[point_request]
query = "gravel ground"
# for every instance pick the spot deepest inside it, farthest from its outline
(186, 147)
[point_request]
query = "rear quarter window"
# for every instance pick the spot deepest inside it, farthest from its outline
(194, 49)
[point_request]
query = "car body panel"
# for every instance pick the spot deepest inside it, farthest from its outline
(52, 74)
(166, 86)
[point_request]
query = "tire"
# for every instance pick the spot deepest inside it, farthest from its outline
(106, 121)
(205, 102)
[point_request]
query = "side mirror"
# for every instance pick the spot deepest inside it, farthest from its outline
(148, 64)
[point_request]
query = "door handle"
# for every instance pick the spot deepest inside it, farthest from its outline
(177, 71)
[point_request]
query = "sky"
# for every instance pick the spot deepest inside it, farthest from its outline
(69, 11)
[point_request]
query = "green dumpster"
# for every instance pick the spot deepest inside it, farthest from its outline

#### TASK
Word for word, quote all of the data above.

#### RESPONSE BELOW
[point_request]
query = "gravel ground"
# for every instance pick the spot deepest inside it, farthest from its outline
(186, 147)
[point_request]
query = "rear quarter window"
# for every instance pick the spot deepest inside it, farthest from its outline
(194, 49)
[point_request]
query = "car body panel"
# for every instance pick the spot deepest inside it, farthest from its outline
(52, 74)
(166, 86)
[point_request]
query = "tire"
# for every instance pick the spot deepest inside it, farthest from its outline
(106, 121)
(205, 102)
[point_request]
query = "side mirror"
# for every instance pick the spot deepest inside it, farthest from its outline
(148, 64)
[point_request]
query = "door handle"
# for every instance pick the spot deepest inside it, farthest from its outline
(177, 71)
[point_request]
query = "sky"
# for every instance pick the spot deepest inside it, farthest from its outline
(69, 11)
[point_request]
query = "green dumpster"
# for every instance pick the spot deepest inside it, farthest from its outline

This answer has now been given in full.